EXERCISE:
Among the entries, how many lines hold the word "boat"? Respond with that number only.

(RECORDED INFORMATION)

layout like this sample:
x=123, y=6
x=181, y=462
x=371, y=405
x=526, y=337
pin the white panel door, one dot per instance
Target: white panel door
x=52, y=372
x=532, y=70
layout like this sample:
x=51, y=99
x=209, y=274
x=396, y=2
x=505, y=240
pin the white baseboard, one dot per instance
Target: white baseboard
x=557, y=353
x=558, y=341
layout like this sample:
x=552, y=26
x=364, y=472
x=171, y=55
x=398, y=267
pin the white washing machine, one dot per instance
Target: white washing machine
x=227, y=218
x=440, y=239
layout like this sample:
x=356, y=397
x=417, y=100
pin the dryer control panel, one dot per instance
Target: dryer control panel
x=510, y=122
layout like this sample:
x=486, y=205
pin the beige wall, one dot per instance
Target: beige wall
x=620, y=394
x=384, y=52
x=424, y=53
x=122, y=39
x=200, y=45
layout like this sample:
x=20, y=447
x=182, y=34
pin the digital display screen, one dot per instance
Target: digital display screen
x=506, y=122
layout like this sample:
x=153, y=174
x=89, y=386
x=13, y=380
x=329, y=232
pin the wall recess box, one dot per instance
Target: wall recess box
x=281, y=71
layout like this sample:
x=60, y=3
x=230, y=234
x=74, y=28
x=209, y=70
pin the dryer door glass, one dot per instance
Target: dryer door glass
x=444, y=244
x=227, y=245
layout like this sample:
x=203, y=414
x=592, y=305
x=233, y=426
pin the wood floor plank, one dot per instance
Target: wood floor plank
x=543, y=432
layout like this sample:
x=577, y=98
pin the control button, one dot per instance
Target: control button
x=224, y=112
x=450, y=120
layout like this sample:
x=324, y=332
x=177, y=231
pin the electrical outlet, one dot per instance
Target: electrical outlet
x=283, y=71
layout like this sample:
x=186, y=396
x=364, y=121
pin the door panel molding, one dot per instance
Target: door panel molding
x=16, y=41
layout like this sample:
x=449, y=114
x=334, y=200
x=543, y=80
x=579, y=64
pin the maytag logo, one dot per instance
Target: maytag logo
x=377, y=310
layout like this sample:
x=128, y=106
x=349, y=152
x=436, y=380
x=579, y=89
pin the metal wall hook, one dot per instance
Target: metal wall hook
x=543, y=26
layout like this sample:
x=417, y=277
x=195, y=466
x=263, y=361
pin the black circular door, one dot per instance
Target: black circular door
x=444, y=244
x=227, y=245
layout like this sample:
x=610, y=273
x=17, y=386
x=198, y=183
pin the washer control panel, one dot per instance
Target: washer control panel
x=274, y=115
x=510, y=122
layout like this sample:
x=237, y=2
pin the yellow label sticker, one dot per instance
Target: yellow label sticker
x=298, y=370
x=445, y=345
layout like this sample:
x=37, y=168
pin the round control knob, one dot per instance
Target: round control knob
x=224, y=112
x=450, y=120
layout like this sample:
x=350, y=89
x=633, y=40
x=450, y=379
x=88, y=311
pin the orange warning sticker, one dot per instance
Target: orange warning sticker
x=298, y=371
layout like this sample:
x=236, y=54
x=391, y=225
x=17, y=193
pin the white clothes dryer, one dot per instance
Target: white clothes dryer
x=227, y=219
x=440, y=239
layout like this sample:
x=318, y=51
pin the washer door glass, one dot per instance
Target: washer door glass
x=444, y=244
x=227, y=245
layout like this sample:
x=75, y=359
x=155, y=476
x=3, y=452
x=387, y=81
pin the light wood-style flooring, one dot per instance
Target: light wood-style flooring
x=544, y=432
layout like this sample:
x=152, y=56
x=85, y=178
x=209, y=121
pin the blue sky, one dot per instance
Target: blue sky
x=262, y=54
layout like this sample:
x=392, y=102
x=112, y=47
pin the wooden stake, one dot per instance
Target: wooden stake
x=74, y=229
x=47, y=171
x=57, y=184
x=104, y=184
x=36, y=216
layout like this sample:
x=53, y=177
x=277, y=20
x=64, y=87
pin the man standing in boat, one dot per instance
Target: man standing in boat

(End RECORDED INFORMATION)

SOLUTION:
2